## BEGIN
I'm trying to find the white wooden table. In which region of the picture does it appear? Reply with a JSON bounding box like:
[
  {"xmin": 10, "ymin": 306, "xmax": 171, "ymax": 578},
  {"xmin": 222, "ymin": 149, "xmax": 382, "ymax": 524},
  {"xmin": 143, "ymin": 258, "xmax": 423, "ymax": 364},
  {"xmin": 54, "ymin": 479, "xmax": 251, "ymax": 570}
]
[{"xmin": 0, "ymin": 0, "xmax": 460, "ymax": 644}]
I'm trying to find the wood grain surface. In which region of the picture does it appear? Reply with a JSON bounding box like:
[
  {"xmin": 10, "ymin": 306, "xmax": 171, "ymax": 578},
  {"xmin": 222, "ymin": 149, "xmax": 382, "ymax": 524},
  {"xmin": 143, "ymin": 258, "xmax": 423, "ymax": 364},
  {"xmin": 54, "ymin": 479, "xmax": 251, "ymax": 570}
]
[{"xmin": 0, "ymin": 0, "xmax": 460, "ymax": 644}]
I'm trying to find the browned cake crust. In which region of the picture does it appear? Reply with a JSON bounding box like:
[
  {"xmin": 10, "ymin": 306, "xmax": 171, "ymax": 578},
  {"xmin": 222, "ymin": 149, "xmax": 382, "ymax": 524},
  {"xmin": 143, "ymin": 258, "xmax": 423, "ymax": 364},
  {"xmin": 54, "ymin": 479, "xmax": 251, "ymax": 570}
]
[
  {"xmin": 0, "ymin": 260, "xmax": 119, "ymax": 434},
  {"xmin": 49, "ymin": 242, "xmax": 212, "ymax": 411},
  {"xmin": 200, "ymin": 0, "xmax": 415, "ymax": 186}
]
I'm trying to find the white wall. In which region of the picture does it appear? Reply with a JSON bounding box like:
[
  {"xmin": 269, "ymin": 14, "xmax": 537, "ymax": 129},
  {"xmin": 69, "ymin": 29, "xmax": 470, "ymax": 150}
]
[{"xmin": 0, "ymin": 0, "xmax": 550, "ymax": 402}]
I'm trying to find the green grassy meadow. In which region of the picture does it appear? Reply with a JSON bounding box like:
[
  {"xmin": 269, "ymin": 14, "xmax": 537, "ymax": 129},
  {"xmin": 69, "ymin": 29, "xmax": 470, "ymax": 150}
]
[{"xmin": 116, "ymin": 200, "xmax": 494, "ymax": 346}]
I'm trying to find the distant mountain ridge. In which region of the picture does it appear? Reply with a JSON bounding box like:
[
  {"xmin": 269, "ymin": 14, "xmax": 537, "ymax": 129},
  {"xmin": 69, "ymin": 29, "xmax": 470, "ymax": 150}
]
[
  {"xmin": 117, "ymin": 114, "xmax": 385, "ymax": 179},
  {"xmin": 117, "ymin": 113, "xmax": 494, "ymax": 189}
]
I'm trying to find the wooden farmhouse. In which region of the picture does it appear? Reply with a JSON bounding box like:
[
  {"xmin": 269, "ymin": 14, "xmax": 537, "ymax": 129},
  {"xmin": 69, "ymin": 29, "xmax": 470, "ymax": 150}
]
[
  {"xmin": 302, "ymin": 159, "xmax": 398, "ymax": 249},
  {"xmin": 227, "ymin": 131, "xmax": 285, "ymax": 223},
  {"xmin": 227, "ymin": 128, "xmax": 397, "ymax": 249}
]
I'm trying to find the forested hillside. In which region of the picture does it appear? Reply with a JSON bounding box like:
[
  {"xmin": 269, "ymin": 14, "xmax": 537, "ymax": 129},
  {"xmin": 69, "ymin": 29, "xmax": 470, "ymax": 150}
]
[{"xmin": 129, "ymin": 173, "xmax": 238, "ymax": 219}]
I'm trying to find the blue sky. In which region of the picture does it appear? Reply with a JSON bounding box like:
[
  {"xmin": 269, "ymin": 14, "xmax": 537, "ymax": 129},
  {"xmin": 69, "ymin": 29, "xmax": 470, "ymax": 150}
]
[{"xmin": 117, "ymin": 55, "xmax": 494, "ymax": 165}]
## END
### Task to complete
Reproduce verbatim the lines of the listing above, from the line containing "I'm trying to find the blue" through the end of the listing.

### Complete output
I'm trying to find the blue sky. In which region of the picture does it appear? Reply with a JSON bounding box like:
[
  {"xmin": 269, "ymin": 14, "xmax": 537, "ymax": 129},
  {"xmin": 69, "ymin": 29, "xmax": 470, "ymax": 150}
]
[{"xmin": 117, "ymin": 55, "xmax": 494, "ymax": 165}]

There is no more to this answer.